» Document section:
4.2 Application to a meta-analysis of the N-acetyltransferase 2 acetylation status and colorectal cancer risk

N-acetyltransferase 2 (NAT2) gene is critical to the metabolism of a wide range of hydrophobic compounds including carcinogens. Rapid NAT2 acetylation status has been considered as a risk factor for colorectal cancer in many studies. Because of the inconsistent results of the studies with respect to the presence and magnitude of the association, Ye and Parry²¹ conducted a meta-analysis based on twenty published case-control studies from January 1985 to October 2001. Twenty studies were included in the meta-analysis with 4, 471 colorectal cancer cases and 4, 885 controls among which 2, 361 and 2, 238 subjects had rapid NAT2 acetylator status. The data are summarized in Table C.1 of the Appendix Section C. A strong within study correlation between probabilities of exposure in cases and controls is found, with Pearson’s correlation, Spearman’s rank correlation, and Kendall’s tau equal to 0.872, 0.493, and 0.396, respectively, and all p-values less than 0.03. To visualize this pattern, a scatter plot of probability of exposure among cases and controls was displayed in the left panel in Figure 4. It displays strong positive within study correlation. As suggested by simulation studies in Section 3.2, the within study has to be accounted for to ensure valid inference on odds ratio. Here we define the odds ratio as the ratio of odds of having rapid NAT2 acetylator status comparing those with colorectal cancer to those without. We fit both independent beta-binomial model and Sarmanov beta-binomial model. The likelihood ratio test yields a p-value of 0.075, suggesting moderate evidence of correlation. We then obtained the estimates of hyperparameters (â₁, b̂₁, â₂, b̂₂, ρ̂) = (3.108, 2.914, 3.942, 3.361, 0.125), and the exact posterior distribution of each study-specific odds ratio using formula (3). Figure 5 presents the posterior density functions of four randomly selected study-specific odds ratios.

Figure 4.

Scatter plot of risks of exposure among cases and controls for Ye and Parry²¹ dataset. The area of each circle is proportional to the total sample size of the study. A regression line is overlaid with coefficients estimated by weighted least squared (weights proportional to the total sample size of the study). Left: scatter plot based on all twenty studies. Right: scatter plot based on dataset with the largest study removed.

» Dataset extract:
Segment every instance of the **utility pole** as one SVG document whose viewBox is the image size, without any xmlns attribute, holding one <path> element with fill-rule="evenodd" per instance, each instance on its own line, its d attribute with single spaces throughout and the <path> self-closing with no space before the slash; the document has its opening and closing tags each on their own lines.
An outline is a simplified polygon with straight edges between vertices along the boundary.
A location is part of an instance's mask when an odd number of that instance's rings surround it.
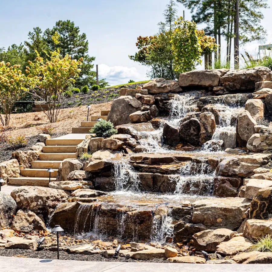
<svg viewBox="0 0 272 272">
<path fill-rule="evenodd" d="M 96 64 L 96 85 L 98 85 L 98 65 Z"/>
<path fill-rule="evenodd" d="M 236 0 L 236 37 L 234 41 L 234 69 L 239 69 L 239 1 Z"/>
</svg>

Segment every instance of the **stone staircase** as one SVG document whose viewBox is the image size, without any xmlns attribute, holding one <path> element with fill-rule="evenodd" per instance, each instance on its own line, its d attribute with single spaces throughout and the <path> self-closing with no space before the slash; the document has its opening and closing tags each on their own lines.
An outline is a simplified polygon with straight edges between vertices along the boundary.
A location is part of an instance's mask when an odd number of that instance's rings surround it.
<svg viewBox="0 0 272 272">
<path fill-rule="evenodd" d="M 20 177 L 10 178 L 9 184 L 12 185 L 42 186 L 48 187 L 49 174 L 47 170 L 52 168 L 51 181 L 56 180 L 59 167 L 65 159 L 76 158 L 76 146 L 90 134 L 89 131 L 93 127 L 99 118 L 106 120 L 109 111 L 102 111 L 100 116 L 90 117 L 91 121 L 82 122 L 81 127 L 73 128 L 72 133 L 53 139 L 46 140 L 43 152 L 39 155 L 39 160 L 31 163 L 31 168 L 21 170 Z M 95 121 L 93 121 L 95 120 Z"/>
<path fill-rule="evenodd" d="M 101 115 L 93 115 L 91 116 L 91 121 L 88 122 L 85 121 L 81 122 L 81 126 L 79 128 L 72 128 L 73 133 L 89 133 L 90 130 L 93 127 L 95 124 L 97 122 L 96 120 L 98 118 L 107 120 L 108 115 L 109 111 L 101 111 Z"/>
</svg>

» Instructions:
1) Reproduce the NAT2 meta-analysis text between "Scatter plot of risks" and "largest study removed.", inclusive, swapping "circle" for "marker".
2) Write the next part of the NAT2 meta-analysis text, continuing from its final sentence.

» Responses to the exercise:
1)
Scatter plot of risks of exposure among cases and controls for Ye and Parry²¹ dataset. The area of each marker is proportional to the total sample size of the study. A regression line is overlaid with coefficients estimated by weighted least squared (weights proportional to the total sample size of the study). Left: scatter plot based on all twenty studies. Right: scatter plot based on dataset with the largest study removed.

2)
Figure 5.

Posterior distributions of study-specific odds ratios for four studies: Ladero et al.⁴¹, Chen et al.⁴², Yoshioka et al.⁴³, and Butler et al.⁴⁴. The numbers in the legend are the total sample sizes of the studies. Odds ratios are defined as the ratio of odds of having rapid N-acetyltransferase 2 (NAT2) acetylator status comparing those with colorectal cancer to those without.

By applying Bisection root-finding method to compute the 2.5% and 97.5% quantiles, we constructed the 95% equal-tail credible intervals of each study-specific odds ratio. The overall odds ratio is estimated by (â₂b̂₁)/(â₁b̂₂) and the 95% confidence interval is constructed by exponentiating the Wald’s intervals of overall log odds ratio. Figure 6 presents the forest plot with credible intervals of study-specific odds ratios and confidence interval of overall odds ratio. The overall odds ratio for rapid NAT2 acetylator status and colorectal cancer risk is 1.100 (95% CI: 0.704, 1.718). In contrast, the overall odds ratio estimated from the independent beta-binomial model is 1.138 (95% CI: 0.717, 1.806). Although the odds ratio estimates from both models are not statistically significant, Sarmanov beta-binomial model provides sizable efficiency gain compared to independent beta-binomial model due to its ability of accounting for correlation within studies (relative efficiency is 0.867). In general, the larger the within study correlation, the larger efficiency gain by using Sarmanov beta-binomial model, as shown in Section 3.2. Notice that one large study could be the most influential on the analysis (3587 out of total of 9356 subjects). To evaluate the sensitivity of the results on this large study, we conduct the analysis with this study removed. The corresponding estimates for odds ratio are 1.066 (95% CI: 0.668, 1.702) under Sarmanov beta-binomial model and 1.110 (95% CI: 0.683, 1.803) under independent beta-binomial model. In summary, the analysis with the largest study removed suggests similar conclusions.

Figure 6.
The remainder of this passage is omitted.